> **Source extract**:
▽

Physical Interpretation of Pauli Matrices as Polarization Check



We know that the Pauli matrices are:

$$\sigma_x = \begin{bmatrix}0 & 1 \\ 1 & 0\end{bmatrix}, \sigma_y = \begin{bmatrix}0 & -i \\ i & 0\end{bmatrix}, \sigma_z = \begin{bmatrix}1 & 0 \\ 0 & -1\end{bmatrix}$$

I was wondering what would these matrices would represent in the physical world. I know that they can measure quantum state and get certain results. Would I be wrong if I assume that $\sigma_x$ measures the Diagonal polarization of a photon or $\sigma_z$ represents the measurement of vertical/horizontal polarization of a photon?

Hasan Iqbal

Posted 2019-10-09T22:15:27.507

Reputation: 1 270



Your understanding is correct.

In the theory of photon polarization, the parametrization of the Bloch sphere (or its surfave) has traditionally another name. On the wikipedia page for the Jones calculus (the parametrization of the Bloch sphere surface), you'll find a table for the correspondence between kets and polarizations.

To summarize, eigenstates of the Pauli matrix $\sigma_Z$ can be seen as the horizonal and vertical polariations (commonly written as $|H\rangle$ and $|V\rangle$), eigenstates of $\sigma_X$ correspond to diagonal and anti-diagonal polarizations, and eigenstates of $\sigma_Y$ correspond to the left and right-handed polarizations of light.

Thus a measurement corresponding to $\sigma_X$ can be seen as putting a beamsplitter in front of the light path, that splits the light into the horizontal and vertical polarization components. (You can also put a polarization filter, but as such filter measurements are destructive, the post-measurement will be different. And because of that, destructive measurements technically don't quite correspond to the Pauli's. Do it with beamsplitters instead of filters, and the analogy is fine again.)

Of course, you can always choose a different basis (by a unitary transformation). Just make sure that choice made gives the correct commutation relations between the Pauli matrices.

△

> **Provided records**:

▽

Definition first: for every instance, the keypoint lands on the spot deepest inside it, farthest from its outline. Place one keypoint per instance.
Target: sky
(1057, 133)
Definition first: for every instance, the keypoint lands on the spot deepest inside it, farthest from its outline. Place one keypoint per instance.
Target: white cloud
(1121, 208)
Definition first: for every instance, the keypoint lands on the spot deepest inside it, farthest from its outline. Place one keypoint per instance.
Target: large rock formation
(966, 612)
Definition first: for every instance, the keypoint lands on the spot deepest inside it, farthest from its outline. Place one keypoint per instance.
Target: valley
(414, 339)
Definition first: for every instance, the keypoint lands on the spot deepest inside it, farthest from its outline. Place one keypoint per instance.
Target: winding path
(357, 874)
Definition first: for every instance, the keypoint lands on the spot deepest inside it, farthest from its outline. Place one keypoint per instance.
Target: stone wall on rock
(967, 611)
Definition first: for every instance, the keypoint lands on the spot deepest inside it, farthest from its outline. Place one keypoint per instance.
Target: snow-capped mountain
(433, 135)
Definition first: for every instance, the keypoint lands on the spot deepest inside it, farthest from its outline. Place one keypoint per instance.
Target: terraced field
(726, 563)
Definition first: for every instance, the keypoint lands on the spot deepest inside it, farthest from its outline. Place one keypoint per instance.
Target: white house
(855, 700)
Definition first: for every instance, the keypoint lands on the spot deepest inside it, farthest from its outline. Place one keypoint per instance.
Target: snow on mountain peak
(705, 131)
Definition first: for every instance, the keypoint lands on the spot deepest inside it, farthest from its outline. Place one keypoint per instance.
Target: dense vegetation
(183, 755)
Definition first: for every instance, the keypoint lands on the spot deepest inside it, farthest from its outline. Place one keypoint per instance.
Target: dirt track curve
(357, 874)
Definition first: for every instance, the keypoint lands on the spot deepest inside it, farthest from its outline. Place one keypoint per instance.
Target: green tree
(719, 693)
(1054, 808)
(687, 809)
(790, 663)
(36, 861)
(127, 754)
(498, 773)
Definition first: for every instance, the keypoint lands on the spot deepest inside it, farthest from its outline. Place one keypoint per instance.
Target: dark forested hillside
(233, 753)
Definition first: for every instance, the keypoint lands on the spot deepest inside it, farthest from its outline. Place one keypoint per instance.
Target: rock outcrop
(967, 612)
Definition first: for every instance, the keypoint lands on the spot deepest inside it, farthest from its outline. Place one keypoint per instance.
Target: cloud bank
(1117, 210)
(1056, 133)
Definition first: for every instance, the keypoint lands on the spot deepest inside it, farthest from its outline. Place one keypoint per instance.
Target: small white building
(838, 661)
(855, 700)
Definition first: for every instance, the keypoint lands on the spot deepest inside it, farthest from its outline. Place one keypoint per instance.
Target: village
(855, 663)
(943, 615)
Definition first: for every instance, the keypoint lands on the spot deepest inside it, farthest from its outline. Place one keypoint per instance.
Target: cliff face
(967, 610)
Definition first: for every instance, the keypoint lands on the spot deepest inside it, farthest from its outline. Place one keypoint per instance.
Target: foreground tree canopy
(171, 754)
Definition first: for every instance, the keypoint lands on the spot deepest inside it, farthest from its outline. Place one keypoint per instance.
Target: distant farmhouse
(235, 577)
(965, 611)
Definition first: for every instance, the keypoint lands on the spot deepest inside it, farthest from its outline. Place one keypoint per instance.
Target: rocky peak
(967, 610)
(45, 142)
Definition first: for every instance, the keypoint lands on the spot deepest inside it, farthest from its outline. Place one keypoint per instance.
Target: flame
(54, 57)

△

> **Given task A**: According to the Pauli matrices thread, which polarizations of light correspond to the eigenstates of $\sigma_Y$?
> **Given task B**: Translate this sentence from the Pauli matrices thread into Spanish: "Of course, you can always choose a different basis (by a unitary transformation)."

> **Reply A**: The left- and right-handed polarizations of light.

> **Reply B**: Por supuesto, siempre se puede elegir una base diferente (mediante una transformación unitaria).